Exercise aim:
However many lines the data holds, transcribe them all exactly.

Start of Block

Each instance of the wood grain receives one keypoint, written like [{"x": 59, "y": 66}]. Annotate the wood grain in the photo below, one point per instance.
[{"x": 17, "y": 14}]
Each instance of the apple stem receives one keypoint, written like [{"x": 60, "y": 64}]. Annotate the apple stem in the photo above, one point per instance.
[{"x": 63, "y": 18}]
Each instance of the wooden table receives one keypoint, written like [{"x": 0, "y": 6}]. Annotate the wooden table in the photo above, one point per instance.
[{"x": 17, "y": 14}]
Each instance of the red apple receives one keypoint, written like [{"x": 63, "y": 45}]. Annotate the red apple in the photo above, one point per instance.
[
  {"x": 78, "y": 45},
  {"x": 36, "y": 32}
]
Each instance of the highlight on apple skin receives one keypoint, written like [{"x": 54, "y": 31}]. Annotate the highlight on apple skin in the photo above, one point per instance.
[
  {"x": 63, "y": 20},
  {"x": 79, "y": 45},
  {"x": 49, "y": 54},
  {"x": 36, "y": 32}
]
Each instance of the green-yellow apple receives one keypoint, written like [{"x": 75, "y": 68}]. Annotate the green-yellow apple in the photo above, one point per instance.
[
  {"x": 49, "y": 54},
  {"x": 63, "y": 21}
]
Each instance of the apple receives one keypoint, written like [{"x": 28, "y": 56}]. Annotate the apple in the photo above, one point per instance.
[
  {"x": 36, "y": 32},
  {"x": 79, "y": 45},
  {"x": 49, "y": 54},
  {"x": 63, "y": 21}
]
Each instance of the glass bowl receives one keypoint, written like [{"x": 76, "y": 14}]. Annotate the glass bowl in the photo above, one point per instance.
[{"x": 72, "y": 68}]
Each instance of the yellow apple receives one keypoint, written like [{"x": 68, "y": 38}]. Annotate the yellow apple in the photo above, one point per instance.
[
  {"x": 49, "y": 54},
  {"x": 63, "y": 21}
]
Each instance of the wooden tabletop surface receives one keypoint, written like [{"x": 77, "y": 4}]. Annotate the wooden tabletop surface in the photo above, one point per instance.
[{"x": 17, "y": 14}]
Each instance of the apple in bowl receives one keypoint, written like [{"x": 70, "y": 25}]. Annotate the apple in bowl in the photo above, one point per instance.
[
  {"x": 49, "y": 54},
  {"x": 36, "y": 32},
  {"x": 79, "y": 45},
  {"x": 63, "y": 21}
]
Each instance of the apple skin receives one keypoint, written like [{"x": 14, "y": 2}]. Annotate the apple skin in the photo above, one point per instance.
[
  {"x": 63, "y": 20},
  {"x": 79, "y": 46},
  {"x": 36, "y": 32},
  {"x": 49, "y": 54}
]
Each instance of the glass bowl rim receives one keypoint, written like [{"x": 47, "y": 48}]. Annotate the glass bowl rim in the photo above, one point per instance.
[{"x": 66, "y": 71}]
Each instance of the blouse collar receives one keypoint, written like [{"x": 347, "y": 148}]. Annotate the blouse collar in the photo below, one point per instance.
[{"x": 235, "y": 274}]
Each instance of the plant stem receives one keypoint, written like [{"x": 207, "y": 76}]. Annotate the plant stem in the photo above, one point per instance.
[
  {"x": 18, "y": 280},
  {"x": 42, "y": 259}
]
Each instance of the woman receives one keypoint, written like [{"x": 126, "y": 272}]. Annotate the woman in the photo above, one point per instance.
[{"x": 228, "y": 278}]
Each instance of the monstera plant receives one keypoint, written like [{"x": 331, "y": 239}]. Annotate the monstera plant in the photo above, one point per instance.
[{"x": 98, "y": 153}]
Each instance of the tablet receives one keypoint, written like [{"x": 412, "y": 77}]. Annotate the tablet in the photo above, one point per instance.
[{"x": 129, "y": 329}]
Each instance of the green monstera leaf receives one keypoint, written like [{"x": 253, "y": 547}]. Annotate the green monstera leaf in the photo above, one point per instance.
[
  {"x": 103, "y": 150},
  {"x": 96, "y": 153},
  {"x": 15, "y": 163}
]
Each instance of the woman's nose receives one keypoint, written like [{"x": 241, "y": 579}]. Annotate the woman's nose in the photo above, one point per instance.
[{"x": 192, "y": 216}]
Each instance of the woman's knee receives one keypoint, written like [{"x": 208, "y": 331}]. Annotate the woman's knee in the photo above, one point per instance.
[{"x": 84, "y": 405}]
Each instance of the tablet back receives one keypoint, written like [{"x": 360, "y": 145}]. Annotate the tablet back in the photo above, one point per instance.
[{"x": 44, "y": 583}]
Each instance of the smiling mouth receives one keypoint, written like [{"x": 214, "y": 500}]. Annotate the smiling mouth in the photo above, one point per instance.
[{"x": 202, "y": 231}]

End of Block

Your response:
Each instance of the wood grain receives one keypoint, written like [{"x": 59, "y": 66}]. Annotate the wood grain in the photo below, one point per instance.
[{"x": 17, "y": 14}]
Each instance of the apple stem receives one keypoint, written like [{"x": 60, "y": 64}]. Annotate the apple stem in the photo above, one point per instance.
[{"x": 63, "y": 18}]
Each instance of the wooden table receives one keypoint, written like [{"x": 0, "y": 6}]. Annotate the wooden table in the photo above, one point per instance.
[{"x": 17, "y": 14}]
Each instance of the red apple receives one keypoint, written like [{"x": 63, "y": 45}]. Annotate the red apple in the photo above, one point per instance.
[
  {"x": 78, "y": 45},
  {"x": 36, "y": 32}
]
Each instance of the highlight on apple skin receives one keypoint, written like [{"x": 54, "y": 31}]. Annotate the highlight on apple skin in the photo above, one point per instance.
[
  {"x": 63, "y": 20},
  {"x": 79, "y": 45},
  {"x": 49, "y": 54},
  {"x": 36, "y": 32}
]
Each instance of the green-yellow apple receives one keypoint, written like [{"x": 75, "y": 68}]. Annotate the green-yellow apple in the photo above, one point per instance.
[
  {"x": 49, "y": 54},
  {"x": 63, "y": 21}
]
Each instance of the apple receives one keypoint, written like [{"x": 28, "y": 56}]. Annotate the apple in the photo above, one point per instance.
[
  {"x": 36, "y": 32},
  {"x": 79, "y": 45},
  {"x": 49, "y": 54},
  {"x": 63, "y": 21}
]
Each instance of the glass bowl receives one keypoint, written like [{"x": 76, "y": 14}]. Annotate the glass bowl in the photo above, one point per instance.
[{"x": 72, "y": 68}]
Each instance of the yellow apple receives one keypoint, written like [{"x": 68, "y": 38}]. Annotate the yellow apple in the photo above, one point per instance.
[
  {"x": 49, "y": 54},
  {"x": 63, "y": 21}
]
Each instance of the wooden tabletop surface receives one keypoint, written like [{"x": 77, "y": 4}]. Annotate the wooden tabletop surface in the photo above, one point per instance.
[{"x": 17, "y": 14}]
Each instance of the apple in bowl receives one keypoint, written like [{"x": 70, "y": 25}]. Annotate the apple in bowl in the photo above, one point per instance.
[
  {"x": 49, "y": 54},
  {"x": 36, "y": 32},
  {"x": 79, "y": 45},
  {"x": 63, "y": 21}
]
Each instance of the apple skin receives one keypoint, written like [{"x": 14, "y": 2}]. Annotate the apple skin in the photo above, one point per instance.
[
  {"x": 63, "y": 20},
  {"x": 79, "y": 46},
  {"x": 36, "y": 32},
  {"x": 49, "y": 54}
]
Each instance of the glass bowl rim receives one keypoint, written like [{"x": 47, "y": 48}]. Annotate the glass bowl rim in the photo above, one point per instance.
[{"x": 66, "y": 71}]
Each instance of the blouse collar receives one keypoint, written like [{"x": 347, "y": 148}]. Annotate the blouse collar in the photo below, one point per instance.
[{"x": 235, "y": 274}]
Each instance of the plant stem receives one keypoint, written like [{"x": 207, "y": 76}]. Annotate the plant stem in the photo above, one point per instance.
[
  {"x": 18, "y": 280},
  {"x": 42, "y": 259}
]
Each instance of the woman receives one keypoint, written like [{"x": 126, "y": 272}]. Annotate the woman in the photo above, one point per instance.
[{"x": 228, "y": 278}]
Each instance of the monstera plant receives one keypoint, written like [{"x": 331, "y": 239}]. Annotate the monstera plant in the photo above, one point per instance.
[{"x": 98, "y": 153}]
Each instance of the tablet receives one keypoint, written like [{"x": 412, "y": 77}]. Annotate the tablet in the photo above, one point per instance.
[{"x": 129, "y": 329}]
Each instance of the green monstera leaf receives one keypoint, written like [{"x": 253, "y": 547}]. Annotate the green monstera leaf in the photo above, one point per instance.
[
  {"x": 103, "y": 150},
  {"x": 96, "y": 153},
  {"x": 15, "y": 163}
]
Each instance of the woman's nose receives one keypoint, written like [{"x": 241, "y": 579}]. Annotate the woman's nose in the photo above, one point per instance.
[{"x": 192, "y": 216}]
Each instance of the woman's knee receives one keypoint, written like [{"x": 208, "y": 331}]. Annotate the woman's knee in the photo above, one point per instance.
[{"x": 84, "y": 405}]
Each instance of the tablet back receives one keypoint, written like [{"x": 360, "y": 145}]. Annotate the tablet back in the photo above, one point per instance.
[{"x": 44, "y": 583}]
Each instance of the smiling mouth receives one keypoint, written like [{"x": 214, "y": 500}]. Annotate the smiling mouth in the photo above, one point per instance.
[{"x": 202, "y": 231}]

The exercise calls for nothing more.